**What this task involves:**
According to the contest text, what items does the DMF prize include?

**Document segment:**

Though this book says “Early Intervention” in the title, I’m seriously thinking of ordering it for my 10 yr old because the “games” seem like great ideas 1) to work on some of his phobias, 2) to try new skills in a silly and subtle way and 3) to play with James and his younger siblings at the same time.

As you can see when you click the link above, the book gets great reviews and is geared toward a wide variety of children. However, if this book doesn’t seem like the right fit for your child(ren), our donor has generously offered to provide a copy of Attention Games instead. Thank you, Amazon!

DMF Memorabilia Extravanganza!

DMF continues its AAA trend (All-Around Awesomeness) by donating  bunch of great items to my little contest. The prize includes a DMF tote bag, hat and umbrella. Like its founders, Daniel’s Music Foundation items are attractive and high quality, and promote an incredibly worthy cause in NYC.

One Year Subscription to Something Special Magazine

Something Special Magazine is a publication geared toward parents raising special needs children. I looked through some back issues (available online) and was thoroughly impressed at the high quality and relevance of the articles – I’ve always been on the lookout for a Parenting-type of magazine that was actually pertinent to James, and this definitely fits the bill.

The creator and editor, Katrina Laygo, has five children, one with autism (I thought I was busy!). She not only runs this amazing publication but recently started Georgia’s first Higher Education Scholarship Fund for graduating seniors that have a diagnosis of autism or cerebral palsy, the Nathan’s Something Special Scholarship Fund, INC.

Ready, Set, Go!

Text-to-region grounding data
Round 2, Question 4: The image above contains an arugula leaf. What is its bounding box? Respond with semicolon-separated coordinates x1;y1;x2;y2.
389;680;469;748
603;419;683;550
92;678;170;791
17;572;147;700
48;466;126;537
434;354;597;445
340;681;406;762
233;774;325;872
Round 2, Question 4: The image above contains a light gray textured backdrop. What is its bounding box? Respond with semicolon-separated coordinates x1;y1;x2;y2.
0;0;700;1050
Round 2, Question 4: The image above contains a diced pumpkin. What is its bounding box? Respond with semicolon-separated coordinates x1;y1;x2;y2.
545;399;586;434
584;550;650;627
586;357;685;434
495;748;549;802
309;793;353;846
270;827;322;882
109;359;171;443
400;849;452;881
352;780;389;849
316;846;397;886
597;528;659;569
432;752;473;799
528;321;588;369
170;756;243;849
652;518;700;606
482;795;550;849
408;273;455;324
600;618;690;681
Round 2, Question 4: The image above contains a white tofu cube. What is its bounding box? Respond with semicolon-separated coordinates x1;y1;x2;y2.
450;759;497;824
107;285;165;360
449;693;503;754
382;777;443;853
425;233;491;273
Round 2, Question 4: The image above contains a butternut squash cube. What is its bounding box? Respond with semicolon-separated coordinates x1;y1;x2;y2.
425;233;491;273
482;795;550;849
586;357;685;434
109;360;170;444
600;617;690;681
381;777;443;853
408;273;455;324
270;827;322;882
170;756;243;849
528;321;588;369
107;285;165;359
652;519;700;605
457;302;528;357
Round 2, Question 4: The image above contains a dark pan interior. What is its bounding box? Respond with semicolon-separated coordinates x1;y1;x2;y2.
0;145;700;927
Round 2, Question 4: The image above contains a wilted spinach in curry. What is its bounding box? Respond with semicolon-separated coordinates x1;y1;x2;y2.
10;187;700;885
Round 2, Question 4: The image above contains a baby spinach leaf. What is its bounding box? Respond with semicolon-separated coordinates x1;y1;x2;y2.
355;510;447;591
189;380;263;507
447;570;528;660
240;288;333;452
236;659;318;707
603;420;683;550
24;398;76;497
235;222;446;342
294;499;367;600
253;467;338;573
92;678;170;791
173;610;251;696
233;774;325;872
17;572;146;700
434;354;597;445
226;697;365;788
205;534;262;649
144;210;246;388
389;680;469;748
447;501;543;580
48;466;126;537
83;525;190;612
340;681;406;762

**Exercise solution:**
A DMF tote bag, hat and umbrella.